Records to process>
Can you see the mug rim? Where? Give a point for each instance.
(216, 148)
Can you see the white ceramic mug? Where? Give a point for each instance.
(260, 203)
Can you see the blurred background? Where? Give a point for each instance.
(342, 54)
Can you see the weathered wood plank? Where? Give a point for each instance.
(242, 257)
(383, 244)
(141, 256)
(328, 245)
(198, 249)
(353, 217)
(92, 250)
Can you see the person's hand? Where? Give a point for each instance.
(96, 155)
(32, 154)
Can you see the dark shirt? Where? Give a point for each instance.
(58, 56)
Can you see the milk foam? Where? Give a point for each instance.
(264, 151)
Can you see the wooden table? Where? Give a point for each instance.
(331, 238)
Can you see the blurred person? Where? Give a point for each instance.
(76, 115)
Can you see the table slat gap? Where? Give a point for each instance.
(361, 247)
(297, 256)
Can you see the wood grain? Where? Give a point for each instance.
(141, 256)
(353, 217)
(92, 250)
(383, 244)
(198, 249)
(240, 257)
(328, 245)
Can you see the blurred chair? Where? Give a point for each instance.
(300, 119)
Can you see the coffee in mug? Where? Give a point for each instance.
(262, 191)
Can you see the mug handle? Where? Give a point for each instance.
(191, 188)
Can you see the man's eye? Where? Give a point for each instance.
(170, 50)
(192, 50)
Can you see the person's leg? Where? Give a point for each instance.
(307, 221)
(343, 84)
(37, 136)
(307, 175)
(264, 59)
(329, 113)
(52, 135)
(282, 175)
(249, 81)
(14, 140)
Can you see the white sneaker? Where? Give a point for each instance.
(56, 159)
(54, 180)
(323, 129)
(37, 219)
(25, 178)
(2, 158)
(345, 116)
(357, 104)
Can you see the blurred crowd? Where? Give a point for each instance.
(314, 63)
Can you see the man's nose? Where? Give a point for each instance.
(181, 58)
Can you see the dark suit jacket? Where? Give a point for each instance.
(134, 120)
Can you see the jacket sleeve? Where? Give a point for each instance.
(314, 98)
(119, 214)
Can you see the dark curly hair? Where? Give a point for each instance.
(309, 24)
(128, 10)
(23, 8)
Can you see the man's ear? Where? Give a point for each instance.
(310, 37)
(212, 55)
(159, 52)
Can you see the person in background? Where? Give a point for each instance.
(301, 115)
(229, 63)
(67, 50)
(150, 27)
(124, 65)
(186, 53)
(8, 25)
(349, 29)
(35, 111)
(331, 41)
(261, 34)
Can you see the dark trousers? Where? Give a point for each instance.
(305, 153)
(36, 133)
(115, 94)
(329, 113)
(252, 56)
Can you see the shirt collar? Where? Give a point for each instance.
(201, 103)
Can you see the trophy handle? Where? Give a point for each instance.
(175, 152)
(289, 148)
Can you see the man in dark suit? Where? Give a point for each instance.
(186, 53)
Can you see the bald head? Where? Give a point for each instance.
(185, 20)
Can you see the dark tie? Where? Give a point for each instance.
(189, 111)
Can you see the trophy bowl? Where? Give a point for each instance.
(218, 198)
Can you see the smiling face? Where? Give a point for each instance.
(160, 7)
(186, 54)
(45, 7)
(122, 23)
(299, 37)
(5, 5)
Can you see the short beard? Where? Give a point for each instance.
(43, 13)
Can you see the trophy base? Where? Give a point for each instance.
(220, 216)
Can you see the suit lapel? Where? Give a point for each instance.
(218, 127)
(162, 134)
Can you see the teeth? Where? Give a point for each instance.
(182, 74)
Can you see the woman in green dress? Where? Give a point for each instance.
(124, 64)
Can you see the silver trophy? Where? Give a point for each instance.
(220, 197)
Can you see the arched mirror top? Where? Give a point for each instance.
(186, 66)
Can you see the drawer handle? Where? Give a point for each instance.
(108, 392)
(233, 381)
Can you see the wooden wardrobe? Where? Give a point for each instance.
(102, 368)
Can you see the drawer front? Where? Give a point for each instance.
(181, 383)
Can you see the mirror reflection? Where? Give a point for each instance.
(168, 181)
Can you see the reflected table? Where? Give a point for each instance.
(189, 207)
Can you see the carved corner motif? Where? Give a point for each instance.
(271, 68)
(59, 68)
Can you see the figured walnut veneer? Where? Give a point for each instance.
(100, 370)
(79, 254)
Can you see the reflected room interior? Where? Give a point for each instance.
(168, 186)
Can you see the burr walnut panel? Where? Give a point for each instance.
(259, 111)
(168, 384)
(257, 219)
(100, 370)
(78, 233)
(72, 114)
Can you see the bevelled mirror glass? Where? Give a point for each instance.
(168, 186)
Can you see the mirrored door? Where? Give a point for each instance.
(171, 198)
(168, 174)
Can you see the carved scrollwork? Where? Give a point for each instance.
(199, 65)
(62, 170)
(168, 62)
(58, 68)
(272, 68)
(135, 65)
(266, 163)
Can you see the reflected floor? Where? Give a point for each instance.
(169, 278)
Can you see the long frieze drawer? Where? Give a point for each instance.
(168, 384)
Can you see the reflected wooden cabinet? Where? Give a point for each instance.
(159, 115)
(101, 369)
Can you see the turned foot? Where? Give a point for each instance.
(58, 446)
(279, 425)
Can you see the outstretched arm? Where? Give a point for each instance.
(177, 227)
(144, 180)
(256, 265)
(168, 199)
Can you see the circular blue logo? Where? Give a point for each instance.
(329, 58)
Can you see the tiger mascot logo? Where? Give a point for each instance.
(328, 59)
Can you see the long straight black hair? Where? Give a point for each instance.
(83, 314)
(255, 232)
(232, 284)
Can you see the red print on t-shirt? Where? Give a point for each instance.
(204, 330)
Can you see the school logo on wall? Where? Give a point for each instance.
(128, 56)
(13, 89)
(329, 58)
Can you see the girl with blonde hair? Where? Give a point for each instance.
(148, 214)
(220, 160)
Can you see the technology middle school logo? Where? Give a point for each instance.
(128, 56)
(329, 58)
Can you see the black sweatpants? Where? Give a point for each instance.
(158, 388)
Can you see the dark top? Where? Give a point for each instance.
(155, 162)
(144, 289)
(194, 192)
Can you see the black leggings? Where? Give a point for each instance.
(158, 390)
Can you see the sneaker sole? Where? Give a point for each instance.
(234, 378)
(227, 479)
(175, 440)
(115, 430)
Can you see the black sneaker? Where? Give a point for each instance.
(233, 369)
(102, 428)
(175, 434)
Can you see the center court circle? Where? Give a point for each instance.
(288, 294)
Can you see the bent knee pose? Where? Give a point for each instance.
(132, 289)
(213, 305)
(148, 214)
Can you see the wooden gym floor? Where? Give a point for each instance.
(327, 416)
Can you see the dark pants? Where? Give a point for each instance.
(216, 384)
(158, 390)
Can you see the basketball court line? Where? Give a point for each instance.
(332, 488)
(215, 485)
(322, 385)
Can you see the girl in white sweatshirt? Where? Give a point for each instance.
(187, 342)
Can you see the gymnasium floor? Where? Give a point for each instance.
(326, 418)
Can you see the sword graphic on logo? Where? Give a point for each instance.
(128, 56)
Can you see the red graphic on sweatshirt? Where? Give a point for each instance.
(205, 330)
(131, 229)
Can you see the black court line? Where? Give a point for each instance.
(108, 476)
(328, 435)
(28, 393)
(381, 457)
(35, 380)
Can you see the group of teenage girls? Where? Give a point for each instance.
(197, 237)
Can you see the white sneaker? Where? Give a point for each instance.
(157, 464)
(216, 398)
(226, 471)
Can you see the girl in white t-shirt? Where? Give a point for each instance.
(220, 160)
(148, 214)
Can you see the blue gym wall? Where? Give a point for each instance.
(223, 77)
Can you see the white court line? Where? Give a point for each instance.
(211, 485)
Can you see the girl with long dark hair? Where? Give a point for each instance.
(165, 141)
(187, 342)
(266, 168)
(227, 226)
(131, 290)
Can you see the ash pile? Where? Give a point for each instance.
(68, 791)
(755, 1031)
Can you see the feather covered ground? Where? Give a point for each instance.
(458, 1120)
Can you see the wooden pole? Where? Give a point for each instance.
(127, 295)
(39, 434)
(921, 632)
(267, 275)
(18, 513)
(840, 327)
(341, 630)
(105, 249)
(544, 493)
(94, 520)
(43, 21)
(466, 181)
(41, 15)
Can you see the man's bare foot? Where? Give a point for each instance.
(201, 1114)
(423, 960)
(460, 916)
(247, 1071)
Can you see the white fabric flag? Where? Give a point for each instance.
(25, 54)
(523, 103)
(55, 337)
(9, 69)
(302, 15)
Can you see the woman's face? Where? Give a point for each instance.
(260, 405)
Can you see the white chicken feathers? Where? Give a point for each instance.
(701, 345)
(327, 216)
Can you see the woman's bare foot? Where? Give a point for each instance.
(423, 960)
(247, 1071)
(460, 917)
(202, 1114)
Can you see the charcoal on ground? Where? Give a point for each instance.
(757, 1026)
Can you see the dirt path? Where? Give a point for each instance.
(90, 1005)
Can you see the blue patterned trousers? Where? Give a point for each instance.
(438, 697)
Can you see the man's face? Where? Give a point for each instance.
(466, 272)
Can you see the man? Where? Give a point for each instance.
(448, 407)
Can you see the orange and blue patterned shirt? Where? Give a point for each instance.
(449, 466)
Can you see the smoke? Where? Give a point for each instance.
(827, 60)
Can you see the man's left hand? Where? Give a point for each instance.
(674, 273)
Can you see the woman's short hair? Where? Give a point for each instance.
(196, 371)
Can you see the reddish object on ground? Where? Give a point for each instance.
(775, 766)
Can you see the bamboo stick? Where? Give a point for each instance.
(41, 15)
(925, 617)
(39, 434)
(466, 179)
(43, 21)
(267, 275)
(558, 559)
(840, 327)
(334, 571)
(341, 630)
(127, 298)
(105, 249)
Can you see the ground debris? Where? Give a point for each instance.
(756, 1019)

Problem statement> Write out exactly the lines from the one with "Can you see the white chicken" through the end of the records above, both ends included, and leave out all other lines.

Solution to this exercise>
Can you see the white chicken feathers? Where? Give a point for each instance.
(701, 345)
(327, 216)
Can you see the woman's bare foot? Where? Give a point for each instance.
(423, 960)
(247, 1071)
(460, 917)
(202, 1114)
Can you see the charcoal on ground? Where? Give a point for each instance.
(757, 1026)
Can you see the dirt path? Where? Give a point for each instance.
(90, 1005)
Can you see the blue patterned trousers? Where? Give a point for each instance.
(438, 697)
Can you see the man's face? Where? Give a point for each instance.
(466, 272)
Can you see the man? Where? Give a point for each instance.
(448, 407)
Can you see the orange and blue patterned shirt? Where? Give a point for each instance.
(449, 466)
Can you see the smoke? Where? Give a point for each instance.
(827, 60)
Can you see the man's left hand? Where? Give a point for each instance.
(674, 273)
Can you see the woman's short hair? Where? Give a point for each instance.
(196, 371)
Can you see the reddish object on ground? Where? Give a point for each instance.
(775, 766)
Can you see the bamboo stick? Where? Give a point for each instance.
(41, 15)
(925, 617)
(39, 434)
(466, 179)
(43, 21)
(267, 275)
(558, 559)
(840, 327)
(334, 571)
(341, 630)
(127, 298)
(105, 249)
Can you see the ground debris? Where? Give a point for each instance.
(756, 1019)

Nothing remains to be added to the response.